[SELECTED EXCERPT]
** Begin **

It was an anthology that began simply enough: as a way to gather together the best kinds of writing going on in the South. It was also a way, back then, for editor Shannon Ravenel to keep tabs on who was writing what. Some of those voices that she heard first are now well-known: Barbara Kingsolver, Robert Olen Butler, Marly Swick, Rick Bass, Abraham Verghese, James Lee Burke, Larry Brown.

Our goal is still the same-to find the most original and affecting stories. And this year, in our newest tradition, we're pleased to include a preface by Tony Earley, which calls into question the message of one of the most-anthologized Southern stories of our time.

The 1999 edition gathers stories by: Michael Knight, Pinckney Benedict, Richard Schmitt, Clyde Edgerton, Andrew Alexander, Mary Clyde, Richard Bausch, Tony Earley, Michael Erard, Rick DeMarinis, Heather Sellers, Kurt Rheinheimer, Ingrid Hill, William Gay, Janice Daugharty, Mary Gordon, George Singleton, Tom Franklin

Laura Payne Butler, and Wendy Brenner.

** End **

[LISTING]
** Begin **

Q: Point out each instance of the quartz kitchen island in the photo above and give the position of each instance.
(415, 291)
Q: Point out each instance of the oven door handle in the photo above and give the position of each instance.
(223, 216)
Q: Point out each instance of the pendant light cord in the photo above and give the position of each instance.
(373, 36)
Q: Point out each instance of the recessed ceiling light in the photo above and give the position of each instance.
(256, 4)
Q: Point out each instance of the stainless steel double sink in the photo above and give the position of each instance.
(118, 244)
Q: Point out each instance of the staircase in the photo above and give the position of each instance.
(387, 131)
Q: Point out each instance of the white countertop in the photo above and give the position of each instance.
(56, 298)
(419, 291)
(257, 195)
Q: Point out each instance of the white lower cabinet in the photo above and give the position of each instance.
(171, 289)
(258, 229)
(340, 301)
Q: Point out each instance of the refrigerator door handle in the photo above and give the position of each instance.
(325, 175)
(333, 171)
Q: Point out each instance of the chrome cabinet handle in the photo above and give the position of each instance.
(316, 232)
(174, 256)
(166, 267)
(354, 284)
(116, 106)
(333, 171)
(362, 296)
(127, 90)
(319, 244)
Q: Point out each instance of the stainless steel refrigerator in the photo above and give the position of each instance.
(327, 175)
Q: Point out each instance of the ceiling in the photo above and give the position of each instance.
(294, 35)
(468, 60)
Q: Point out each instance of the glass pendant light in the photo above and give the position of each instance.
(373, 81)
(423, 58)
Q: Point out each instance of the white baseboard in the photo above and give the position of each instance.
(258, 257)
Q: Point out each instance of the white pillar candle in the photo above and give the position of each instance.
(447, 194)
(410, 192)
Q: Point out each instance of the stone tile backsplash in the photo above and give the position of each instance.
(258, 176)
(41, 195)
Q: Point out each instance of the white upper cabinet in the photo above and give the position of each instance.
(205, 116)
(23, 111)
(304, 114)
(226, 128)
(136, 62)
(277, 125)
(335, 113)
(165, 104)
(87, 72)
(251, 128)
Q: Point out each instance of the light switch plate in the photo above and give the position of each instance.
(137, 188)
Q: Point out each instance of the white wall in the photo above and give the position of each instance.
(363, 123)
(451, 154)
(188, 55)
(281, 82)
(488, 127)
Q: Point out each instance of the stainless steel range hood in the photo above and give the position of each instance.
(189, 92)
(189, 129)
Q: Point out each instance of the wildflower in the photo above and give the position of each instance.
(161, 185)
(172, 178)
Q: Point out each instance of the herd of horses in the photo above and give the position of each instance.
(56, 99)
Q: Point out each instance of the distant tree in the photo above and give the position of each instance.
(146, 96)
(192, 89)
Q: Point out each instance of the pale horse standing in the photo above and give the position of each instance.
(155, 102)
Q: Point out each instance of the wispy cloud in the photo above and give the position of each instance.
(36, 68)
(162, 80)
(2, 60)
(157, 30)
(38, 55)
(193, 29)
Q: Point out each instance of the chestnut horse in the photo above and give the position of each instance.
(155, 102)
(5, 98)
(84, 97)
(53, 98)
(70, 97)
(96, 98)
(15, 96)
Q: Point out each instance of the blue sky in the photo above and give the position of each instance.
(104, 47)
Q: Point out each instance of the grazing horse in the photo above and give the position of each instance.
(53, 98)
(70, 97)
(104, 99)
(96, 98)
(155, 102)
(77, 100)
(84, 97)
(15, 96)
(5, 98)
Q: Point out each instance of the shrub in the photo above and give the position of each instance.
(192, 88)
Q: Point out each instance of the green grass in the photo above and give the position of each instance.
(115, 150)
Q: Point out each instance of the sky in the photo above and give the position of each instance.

** End **

[OBJECTIVE] Copy out the anthology description above in full, word for word.

[TASK OUTPUT]
It was an anthology that began simply enough: as a way to gather together the best kinds of writing going on in the South. It was also a way, back then, for editor Shannon Ravenel to keep tabs on who was writing what. Some of those voices that she heard first are now well-known: Barbara Kingsolver, Robert Olen Butler, Marly Swick, Rick Bass, Abraham Verghese, James Lee Burke, Larry Brown.

Our goal is still the same-to find the most original and affecting stories. And this year, in our newest tradition, we're pleased to include a preface by Tony Earley, which calls into question the message of one of the most-anthologized Southern stories of our time.

The 1999 edition gathers stories by: Michael Knight, Pinckney Benedict, Richard Schmitt, Clyde Edgerton, Andrew Alexander, Mary Clyde, Richard Bausch, Tony Earley, Michael Erard, Rick DeMarinis, Heather Sellers, Kurt Rheinheimer, Ingrid Hill, William Gay, Janice Daugharty, Mary Gordon, George Singleton, Tom Franklin

Laura Payne Butler, and Wendy Brenner.